● **WHAT YOU WILL DO**:
The required answer is each line in the entries below where "detector" occurs.

● **EXERCISE DATA**:
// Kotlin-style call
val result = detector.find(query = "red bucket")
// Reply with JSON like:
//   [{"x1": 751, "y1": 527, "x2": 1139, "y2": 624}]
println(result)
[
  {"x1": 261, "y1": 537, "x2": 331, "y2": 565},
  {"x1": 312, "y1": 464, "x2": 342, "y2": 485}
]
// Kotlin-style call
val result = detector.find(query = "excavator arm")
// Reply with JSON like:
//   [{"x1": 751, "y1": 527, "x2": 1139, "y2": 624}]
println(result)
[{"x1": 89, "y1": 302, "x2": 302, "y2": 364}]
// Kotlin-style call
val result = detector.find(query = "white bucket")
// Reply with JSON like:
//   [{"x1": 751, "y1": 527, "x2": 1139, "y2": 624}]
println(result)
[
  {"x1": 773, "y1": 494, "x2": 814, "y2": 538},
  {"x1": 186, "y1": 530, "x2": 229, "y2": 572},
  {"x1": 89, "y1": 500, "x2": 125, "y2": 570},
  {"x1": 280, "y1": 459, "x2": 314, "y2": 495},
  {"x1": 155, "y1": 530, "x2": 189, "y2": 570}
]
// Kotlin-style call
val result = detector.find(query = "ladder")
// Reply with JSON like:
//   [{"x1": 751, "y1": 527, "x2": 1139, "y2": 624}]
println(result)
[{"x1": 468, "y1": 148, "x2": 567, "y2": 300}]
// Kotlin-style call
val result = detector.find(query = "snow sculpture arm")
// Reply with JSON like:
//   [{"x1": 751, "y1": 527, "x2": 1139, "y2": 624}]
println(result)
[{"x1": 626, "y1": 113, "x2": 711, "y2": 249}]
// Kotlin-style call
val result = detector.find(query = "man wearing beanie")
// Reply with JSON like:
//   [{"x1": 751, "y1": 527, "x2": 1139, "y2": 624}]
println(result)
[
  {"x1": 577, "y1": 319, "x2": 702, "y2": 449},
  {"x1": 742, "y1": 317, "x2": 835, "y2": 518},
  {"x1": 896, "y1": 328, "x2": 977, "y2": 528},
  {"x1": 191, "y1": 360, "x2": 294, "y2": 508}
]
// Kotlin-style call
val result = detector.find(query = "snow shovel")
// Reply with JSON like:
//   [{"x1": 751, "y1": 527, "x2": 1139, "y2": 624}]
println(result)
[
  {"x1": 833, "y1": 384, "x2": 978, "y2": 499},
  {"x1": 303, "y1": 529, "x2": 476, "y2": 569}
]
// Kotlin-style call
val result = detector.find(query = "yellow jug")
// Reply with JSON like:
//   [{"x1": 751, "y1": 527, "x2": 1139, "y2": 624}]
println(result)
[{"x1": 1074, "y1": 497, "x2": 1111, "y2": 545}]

● **SOLUTION FOR THIS EXERCISE**:
val result = detector.find(query = "red bucket")
val result = detector.find(query = "excavator arm")
val result = detector.find(query = "white bucket")
val result = detector.find(query = "ladder")
val result = detector.find(query = "snow sculpture arm")
val result = detector.find(query = "man wearing beanie")
val result = detector.find(query = "snow shovel")
val result = detector.find(query = "yellow jug")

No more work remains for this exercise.